Given exercise:
Report each line in the records below that contains the string "white", copying each line in full. Match case exactly.
━━━━━━━━
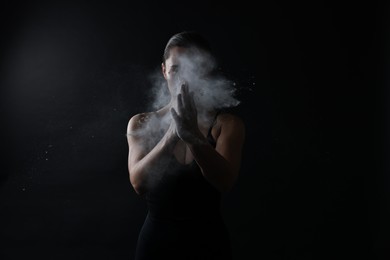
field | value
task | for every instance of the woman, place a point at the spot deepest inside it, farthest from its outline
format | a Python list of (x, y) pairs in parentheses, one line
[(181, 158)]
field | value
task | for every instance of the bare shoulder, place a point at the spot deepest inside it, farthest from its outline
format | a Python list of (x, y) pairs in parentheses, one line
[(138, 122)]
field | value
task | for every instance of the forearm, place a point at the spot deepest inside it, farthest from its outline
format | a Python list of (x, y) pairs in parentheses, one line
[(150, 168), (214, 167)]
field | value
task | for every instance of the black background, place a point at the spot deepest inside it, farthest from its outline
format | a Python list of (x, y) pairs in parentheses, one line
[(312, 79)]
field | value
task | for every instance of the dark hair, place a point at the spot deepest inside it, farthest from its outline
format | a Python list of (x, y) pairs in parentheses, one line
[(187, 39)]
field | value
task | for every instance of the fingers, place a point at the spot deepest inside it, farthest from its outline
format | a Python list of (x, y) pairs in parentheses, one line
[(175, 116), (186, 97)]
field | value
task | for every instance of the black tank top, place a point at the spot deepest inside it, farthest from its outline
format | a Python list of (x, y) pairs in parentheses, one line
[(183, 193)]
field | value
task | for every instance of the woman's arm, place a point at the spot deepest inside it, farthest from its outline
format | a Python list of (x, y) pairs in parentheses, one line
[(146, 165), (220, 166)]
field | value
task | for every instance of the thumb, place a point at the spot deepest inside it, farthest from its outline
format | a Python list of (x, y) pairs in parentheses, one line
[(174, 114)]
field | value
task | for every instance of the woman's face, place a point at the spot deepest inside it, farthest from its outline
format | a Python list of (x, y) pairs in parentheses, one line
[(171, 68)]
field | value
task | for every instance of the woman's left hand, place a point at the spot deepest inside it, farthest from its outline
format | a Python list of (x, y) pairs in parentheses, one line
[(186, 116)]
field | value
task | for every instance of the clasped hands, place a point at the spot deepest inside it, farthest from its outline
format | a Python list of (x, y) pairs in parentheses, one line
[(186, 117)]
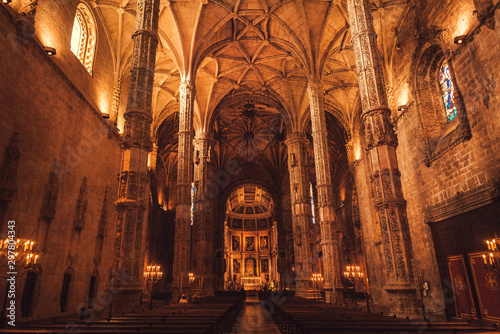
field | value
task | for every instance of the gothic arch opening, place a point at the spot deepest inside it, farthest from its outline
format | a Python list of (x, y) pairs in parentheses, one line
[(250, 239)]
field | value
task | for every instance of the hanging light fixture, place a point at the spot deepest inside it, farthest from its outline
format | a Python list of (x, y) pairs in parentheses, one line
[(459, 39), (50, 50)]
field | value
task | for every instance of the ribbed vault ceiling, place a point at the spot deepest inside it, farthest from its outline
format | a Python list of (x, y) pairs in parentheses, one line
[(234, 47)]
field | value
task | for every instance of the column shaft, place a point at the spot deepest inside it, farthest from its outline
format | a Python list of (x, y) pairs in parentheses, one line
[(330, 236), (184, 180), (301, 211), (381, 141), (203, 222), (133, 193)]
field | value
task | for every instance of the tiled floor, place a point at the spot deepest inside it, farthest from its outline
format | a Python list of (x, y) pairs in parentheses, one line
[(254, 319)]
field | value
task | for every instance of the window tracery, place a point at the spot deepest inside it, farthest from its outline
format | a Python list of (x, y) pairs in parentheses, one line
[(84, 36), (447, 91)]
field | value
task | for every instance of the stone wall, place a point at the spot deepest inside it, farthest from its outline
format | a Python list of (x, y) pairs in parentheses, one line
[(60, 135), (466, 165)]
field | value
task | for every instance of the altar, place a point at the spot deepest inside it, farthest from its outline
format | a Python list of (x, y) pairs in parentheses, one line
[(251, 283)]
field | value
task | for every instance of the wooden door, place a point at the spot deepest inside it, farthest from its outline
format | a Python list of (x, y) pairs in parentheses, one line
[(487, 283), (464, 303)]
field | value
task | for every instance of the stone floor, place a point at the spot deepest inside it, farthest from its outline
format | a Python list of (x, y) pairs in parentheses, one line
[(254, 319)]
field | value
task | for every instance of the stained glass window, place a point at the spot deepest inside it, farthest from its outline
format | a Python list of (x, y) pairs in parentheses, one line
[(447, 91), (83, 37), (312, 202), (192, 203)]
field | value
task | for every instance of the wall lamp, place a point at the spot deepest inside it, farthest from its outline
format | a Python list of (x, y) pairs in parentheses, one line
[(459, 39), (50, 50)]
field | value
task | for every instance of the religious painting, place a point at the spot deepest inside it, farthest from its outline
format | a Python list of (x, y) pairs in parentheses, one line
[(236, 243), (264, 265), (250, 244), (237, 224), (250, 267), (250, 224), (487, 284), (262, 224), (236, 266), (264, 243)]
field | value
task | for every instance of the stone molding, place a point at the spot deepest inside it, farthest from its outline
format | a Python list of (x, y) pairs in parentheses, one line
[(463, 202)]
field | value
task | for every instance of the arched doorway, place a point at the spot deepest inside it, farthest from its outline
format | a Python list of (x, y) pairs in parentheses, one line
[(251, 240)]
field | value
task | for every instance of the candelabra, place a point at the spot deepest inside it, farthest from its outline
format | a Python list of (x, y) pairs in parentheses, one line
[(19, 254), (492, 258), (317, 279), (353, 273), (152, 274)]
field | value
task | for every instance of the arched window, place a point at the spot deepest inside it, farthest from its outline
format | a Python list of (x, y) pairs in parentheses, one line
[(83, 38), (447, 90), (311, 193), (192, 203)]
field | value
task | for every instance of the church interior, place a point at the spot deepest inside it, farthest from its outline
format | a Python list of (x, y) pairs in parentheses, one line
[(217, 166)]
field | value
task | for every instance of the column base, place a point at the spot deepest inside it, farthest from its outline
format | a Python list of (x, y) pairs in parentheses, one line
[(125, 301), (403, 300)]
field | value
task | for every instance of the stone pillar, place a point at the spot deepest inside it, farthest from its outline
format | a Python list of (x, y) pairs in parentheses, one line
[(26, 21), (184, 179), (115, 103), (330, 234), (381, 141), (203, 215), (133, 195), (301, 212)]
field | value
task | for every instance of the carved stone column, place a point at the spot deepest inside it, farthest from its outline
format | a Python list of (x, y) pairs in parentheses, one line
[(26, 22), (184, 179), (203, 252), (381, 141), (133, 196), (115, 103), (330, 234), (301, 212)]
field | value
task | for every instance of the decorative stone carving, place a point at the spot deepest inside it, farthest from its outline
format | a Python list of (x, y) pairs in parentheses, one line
━━━━━━━━
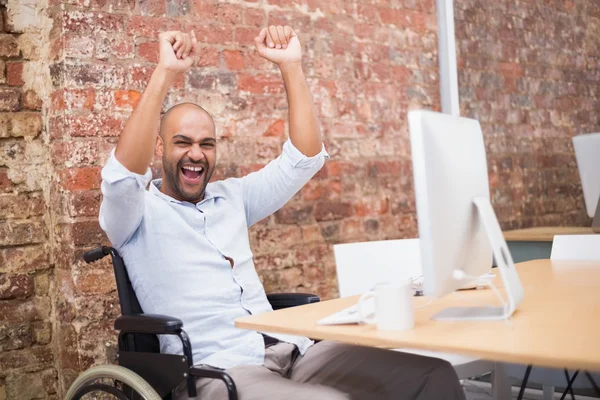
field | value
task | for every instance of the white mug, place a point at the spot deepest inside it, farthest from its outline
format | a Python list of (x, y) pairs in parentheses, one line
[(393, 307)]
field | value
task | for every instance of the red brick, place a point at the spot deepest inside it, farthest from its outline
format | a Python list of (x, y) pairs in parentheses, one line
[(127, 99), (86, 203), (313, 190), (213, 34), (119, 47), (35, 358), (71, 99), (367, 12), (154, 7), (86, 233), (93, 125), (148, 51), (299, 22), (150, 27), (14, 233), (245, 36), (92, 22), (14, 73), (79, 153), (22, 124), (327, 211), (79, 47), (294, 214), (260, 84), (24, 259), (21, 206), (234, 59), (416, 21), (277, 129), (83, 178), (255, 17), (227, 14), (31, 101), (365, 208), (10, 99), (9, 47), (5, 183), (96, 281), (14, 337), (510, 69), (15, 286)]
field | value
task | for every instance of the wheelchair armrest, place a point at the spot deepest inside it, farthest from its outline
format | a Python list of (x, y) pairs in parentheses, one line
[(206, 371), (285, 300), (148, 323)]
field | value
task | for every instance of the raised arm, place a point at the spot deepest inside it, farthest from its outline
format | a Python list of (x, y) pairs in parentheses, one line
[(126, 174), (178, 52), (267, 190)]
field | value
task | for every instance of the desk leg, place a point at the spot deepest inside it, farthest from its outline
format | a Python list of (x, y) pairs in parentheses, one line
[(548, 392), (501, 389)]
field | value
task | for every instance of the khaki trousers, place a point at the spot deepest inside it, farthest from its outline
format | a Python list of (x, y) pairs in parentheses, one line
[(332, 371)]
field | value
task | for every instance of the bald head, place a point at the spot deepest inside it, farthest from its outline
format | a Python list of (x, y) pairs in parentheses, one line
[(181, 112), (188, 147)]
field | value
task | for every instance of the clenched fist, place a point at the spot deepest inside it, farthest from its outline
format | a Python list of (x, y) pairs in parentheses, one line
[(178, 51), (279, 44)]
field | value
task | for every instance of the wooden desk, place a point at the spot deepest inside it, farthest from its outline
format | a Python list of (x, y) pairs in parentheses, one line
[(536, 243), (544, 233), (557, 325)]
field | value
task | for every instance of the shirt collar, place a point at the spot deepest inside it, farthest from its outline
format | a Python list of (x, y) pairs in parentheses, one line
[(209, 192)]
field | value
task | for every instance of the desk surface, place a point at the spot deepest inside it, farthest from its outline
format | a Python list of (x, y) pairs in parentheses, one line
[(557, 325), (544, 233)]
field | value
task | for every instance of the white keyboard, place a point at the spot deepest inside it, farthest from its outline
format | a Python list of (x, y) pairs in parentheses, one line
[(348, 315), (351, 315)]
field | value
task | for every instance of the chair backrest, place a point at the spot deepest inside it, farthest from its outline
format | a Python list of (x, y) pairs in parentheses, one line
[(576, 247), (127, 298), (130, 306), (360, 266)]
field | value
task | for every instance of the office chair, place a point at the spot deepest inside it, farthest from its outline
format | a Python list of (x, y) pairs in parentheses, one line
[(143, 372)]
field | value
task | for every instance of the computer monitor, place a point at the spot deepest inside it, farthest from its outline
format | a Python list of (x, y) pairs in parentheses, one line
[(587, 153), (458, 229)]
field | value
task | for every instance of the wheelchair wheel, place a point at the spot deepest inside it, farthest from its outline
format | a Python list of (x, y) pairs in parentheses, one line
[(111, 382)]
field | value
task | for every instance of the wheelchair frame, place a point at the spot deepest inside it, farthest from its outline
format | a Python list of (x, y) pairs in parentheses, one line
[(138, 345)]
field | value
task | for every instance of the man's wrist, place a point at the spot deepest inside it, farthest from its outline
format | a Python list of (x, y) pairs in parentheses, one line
━━━━━━━━
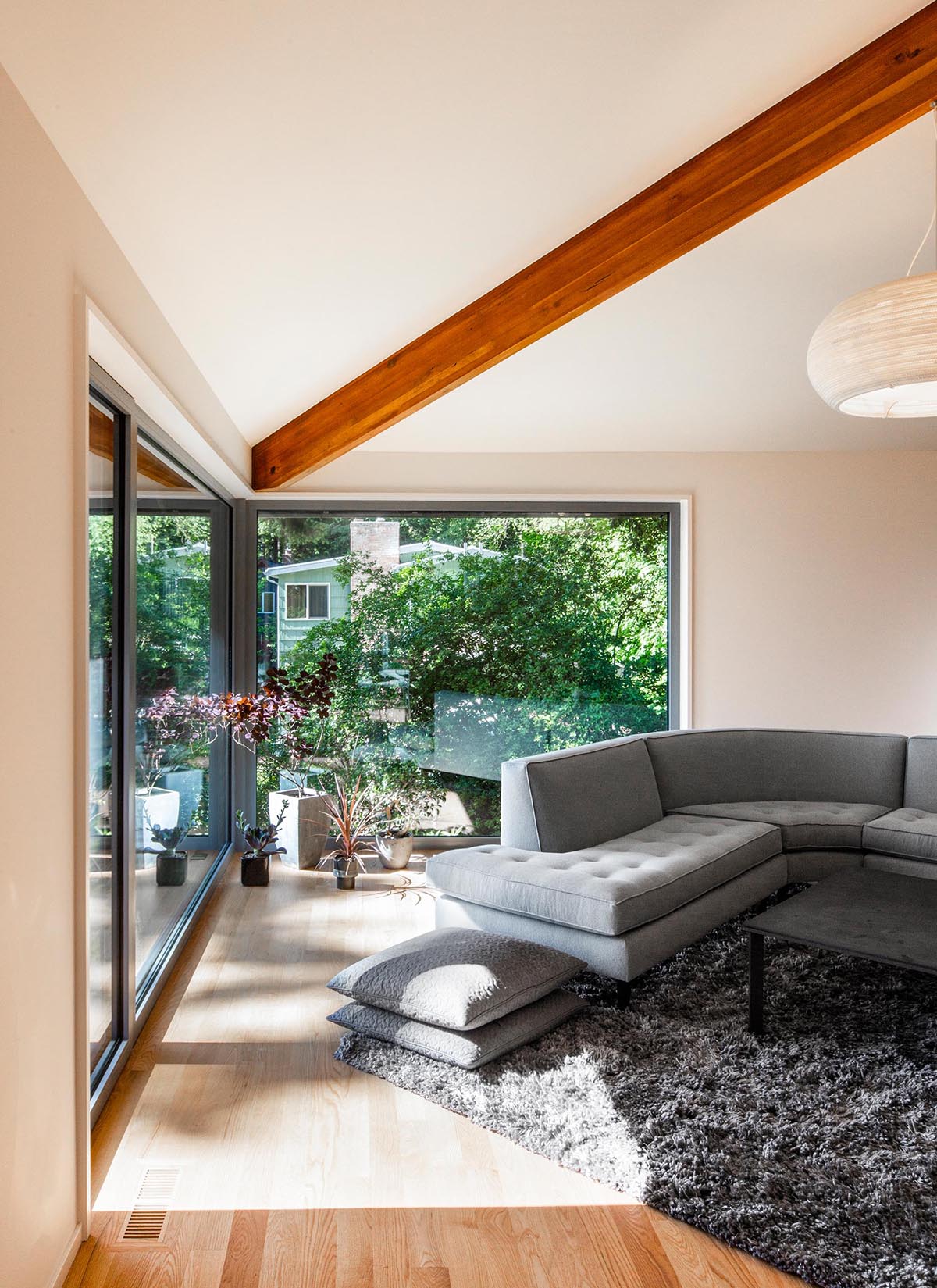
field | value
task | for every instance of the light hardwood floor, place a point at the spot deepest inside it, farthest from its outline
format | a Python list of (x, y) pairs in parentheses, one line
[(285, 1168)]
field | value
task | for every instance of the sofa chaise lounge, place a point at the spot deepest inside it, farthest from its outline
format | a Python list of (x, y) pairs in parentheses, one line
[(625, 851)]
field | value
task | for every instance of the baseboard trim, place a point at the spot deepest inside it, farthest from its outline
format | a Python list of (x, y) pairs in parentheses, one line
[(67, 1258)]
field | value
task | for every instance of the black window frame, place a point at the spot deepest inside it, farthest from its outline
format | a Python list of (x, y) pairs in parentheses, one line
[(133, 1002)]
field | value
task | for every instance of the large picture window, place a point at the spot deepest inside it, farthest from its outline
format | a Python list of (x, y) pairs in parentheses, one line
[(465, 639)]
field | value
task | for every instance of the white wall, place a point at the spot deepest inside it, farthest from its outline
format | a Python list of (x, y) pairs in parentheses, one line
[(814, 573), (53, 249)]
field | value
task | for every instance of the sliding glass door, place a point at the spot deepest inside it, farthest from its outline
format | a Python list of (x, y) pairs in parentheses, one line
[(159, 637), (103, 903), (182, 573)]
━━━━━━━━
Answer to this exercise:
task | for every instance of the white mug, place a point at the spot deepest inside it, farthest from its outline
task | for every instance of the white keyboard, place a point at the spot deepest inside it, farthest from its outline
task | for every instance of the white wall, place a point at the spot deepest inside it, farthest from its outline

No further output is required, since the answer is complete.